>> START Given data

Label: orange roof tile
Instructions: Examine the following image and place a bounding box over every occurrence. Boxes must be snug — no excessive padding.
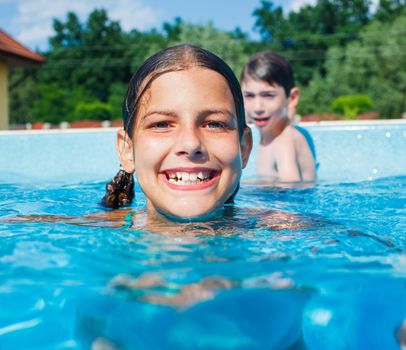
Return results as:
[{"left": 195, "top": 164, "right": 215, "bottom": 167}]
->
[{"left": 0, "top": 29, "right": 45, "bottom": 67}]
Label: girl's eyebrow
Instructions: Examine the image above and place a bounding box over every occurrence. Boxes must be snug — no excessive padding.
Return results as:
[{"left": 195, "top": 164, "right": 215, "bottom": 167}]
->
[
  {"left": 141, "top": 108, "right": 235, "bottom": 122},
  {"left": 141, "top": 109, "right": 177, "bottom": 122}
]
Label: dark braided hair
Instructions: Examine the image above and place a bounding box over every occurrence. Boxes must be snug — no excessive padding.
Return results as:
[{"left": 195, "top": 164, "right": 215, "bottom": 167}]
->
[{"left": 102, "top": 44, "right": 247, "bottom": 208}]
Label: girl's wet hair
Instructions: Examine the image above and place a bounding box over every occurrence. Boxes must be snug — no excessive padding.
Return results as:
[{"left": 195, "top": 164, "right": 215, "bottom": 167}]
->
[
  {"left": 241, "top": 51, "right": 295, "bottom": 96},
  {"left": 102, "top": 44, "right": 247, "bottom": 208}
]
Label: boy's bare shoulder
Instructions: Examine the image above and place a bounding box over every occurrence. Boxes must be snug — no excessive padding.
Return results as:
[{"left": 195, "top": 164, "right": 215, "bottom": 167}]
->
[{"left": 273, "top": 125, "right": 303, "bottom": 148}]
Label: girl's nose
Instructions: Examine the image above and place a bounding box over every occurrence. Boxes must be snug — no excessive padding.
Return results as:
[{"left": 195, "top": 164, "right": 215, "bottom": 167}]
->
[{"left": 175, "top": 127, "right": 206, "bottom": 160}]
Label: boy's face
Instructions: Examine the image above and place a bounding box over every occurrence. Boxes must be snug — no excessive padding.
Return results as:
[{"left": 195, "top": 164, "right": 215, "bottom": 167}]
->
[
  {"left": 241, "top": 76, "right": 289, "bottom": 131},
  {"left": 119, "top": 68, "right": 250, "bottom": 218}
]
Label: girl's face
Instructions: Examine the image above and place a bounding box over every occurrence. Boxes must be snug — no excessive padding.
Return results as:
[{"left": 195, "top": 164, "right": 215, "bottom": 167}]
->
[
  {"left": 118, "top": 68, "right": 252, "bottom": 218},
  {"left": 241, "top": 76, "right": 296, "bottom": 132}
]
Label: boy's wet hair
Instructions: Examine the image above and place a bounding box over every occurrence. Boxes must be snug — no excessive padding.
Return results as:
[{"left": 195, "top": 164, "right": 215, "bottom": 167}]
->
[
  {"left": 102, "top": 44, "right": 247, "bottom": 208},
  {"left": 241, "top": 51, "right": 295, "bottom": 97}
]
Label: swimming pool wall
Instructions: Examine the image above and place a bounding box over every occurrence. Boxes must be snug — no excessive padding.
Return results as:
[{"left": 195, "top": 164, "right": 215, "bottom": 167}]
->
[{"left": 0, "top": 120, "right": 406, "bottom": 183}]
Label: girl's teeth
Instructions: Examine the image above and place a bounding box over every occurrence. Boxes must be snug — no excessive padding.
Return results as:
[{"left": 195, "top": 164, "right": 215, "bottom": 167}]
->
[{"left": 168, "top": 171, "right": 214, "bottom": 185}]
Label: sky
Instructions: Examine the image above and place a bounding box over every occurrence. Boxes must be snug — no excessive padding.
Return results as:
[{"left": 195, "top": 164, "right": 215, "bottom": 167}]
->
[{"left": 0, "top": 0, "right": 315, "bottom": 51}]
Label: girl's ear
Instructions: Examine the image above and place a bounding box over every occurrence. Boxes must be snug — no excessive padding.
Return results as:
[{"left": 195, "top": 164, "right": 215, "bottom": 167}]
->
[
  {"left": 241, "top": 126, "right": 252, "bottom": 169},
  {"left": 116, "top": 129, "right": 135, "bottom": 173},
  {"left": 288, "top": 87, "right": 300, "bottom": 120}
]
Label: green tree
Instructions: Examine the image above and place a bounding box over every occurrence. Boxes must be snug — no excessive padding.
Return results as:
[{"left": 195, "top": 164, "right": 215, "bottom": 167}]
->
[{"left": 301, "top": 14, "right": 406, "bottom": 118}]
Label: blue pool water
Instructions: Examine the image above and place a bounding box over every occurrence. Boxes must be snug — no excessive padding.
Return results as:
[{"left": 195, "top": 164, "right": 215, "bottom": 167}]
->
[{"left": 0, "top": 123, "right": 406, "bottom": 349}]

>> END Given data

## [To be done]
Copy out all of the material exactly as written, without its pictures.

## [Reply]
Label: orange roof tile
Instructions: Examine the following image and place a bounding box over every occurrence. Boxes must be snug — no excessive padding.
Return results as:
[{"left": 195, "top": 164, "right": 215, "bottom": 167}]
->
[{"left": 0, "top": 29, "right": 45, "bottom": 67}]
Label: girl's eyebrow
Instructions: Examine the image above and place a bounding box over every occurrence. Boxes must be snug — no excessive padding.
Return results as:
[{"left": 195, "top": 164, "right": 215, "bottom": 167}]
->
[
  {"left": 141, "top": 108, "right": 235, "bottom": 122},
  {"left": 141, "top": 109, "right": 177, "bottom": 122}
]
Label: dark braided hair
Instructions: Examine the image above and place a bounding box over every occurrence. Boxes must be snug — no excessive padding.
Return results as:
[{"left": 195, "top": 164, "right": 215, "bottom": 167}]
->
[{"left": 102, "top": 44, "right": 247, "bottom": 208}]
Label: girl's wet hair
Instructions: Examine the image above and place a bounding box over every occurrence. Boxes must be snug — no excessive padding.
Return results as:
[{"left": 195, "top": 164, "right": 215, "bottom": 167}]
->
[
  {"left": 241, "top": 51, "right": 295, "bottom": 96},
  {"left": 102, "top": 44, "right": 247, "bottom": 208}
]
Label: boy's bare shoulder
Instructions: Examine the image above and place a bounding box over every occurrence. Boxes must be snug — no excessive padding.
Return results as:
[{"left": 195, "top": 164, "right": 215, "bottom": 167}]
->
[{"left": 273, "top": 125, "right": 303, "bottom": 148}]
Label: girl's nose
Instructions: Examine the image above and place a bounding box over every occurrence. Boxes must be snug — no excessive padding.
Return results as:
[{"left": 195, "top": 164, "right": 215, "bottom": 167}]
->
[{"left": 175, "top": 127, "right": 206, "bottom": 160}]
Label: boy's face
Instructions: Examine the image above and place a bounding box over every occurrence. Boxes must be snug — no excessive padding.
Return results as:
[{"left": 195, "top": 164, "right": 215, "bottom": 167}]
->
[
  {"left": 241, "top": 76, "right": 289, "bottom": 131},
  {"left": 119, "top": 68, "right": 250, "bottom": 218}
]
Label: girl's face
Instructions: Examine the image above and place a bounding box over every occurrence. Boxes must be snug — no excessive padding.
Return results as:
[{"left": 195, "top": 164, "right": 215, "bottom": 167}]
->
[
  {"left": 118, "top": 68, "right": 252, "bottom": 218},
  {"left": 241, "top": 76, "right": 296, "bottom": 132}
]
Label: boy's wet hair
Instructions: Examine the image above and place a bounding box over every occurrence. Boxes must be snug — no excessive padding.
Return results as:
[{"left": 195, "top": 164, "right": 215, "bottom": 167}]
->
[
  {"left": 102, "top": 44, "right": 247, "bottom": 208},
  {"left": 241, "top": 51, "right": 295, "bottom": 97}
]
Label: swimming pool wall
Instructions: Examine the image above and place a bounding box over every occurrence. Boxes must be snug — no excessive padding.
Return results as:
[{"left": 195, "top": 164, "right": 215, "bottom": 167}]
->
[{"left": 0, "top": 120, "right": 406, "bottom": 183}]
Label: girl's teeth
Instructions: Examine the image above and place a bounding box over every occurrence. Boxes must be snug — no excessive padding.
Return results as:
[{"left": 195, "top": 164, "right": 215, "bottom": 167}]
->
[{"left": 168, "top": 171, "right": 214, "bottom": 185}]
Label: sky
Instructions: Examine the image above and place a bounding box over every occurrence. Boxes must be snug — no excessive padding.
Return results as:
[{"left": 195, "top": 164, "right": 215, "bottom": 167}]
->
[{"left": 0, "top": 0, "right": 315, "bottom": 51}]
Label: girl's ear
Instructions: Examine the image above and place a bounding box over every occurrence. Boxes must be snug — no excessive padding.
Return results as:
[{"left": 195, "top": 164, "right": 215, "bottom": 167}]
->
[
  {"left": 241, "top": 126, "right": 252, "bottom": 169},
  {"left": 116, "top": 129, "right": 135, "bottom": 173},
  {"left": 288, "top": 87, "right": 300, "bottom": 120}
]
Label: green tree
Instructions: Examine the image above and place a bounding box over every occurrence. Boxes must be snug — no excessive padding.
Return results as:
[{"left": 195, "top": 164, "right": 215, "bottom": 167}]
->
[{"left": 301, "top": 14, "right": 406, "bottom": 118}]
Label: blue pool water
Instructions: Examine the image above and place a bounding box over every occurrence. Boxes must be snug — no excessive padding.
Return results as:
[{"left": 195, "top": 164, "right": 215, "bottom": 167}]
->
[{"left": 0, "top": 123, "right": 406, "bottom": 349}]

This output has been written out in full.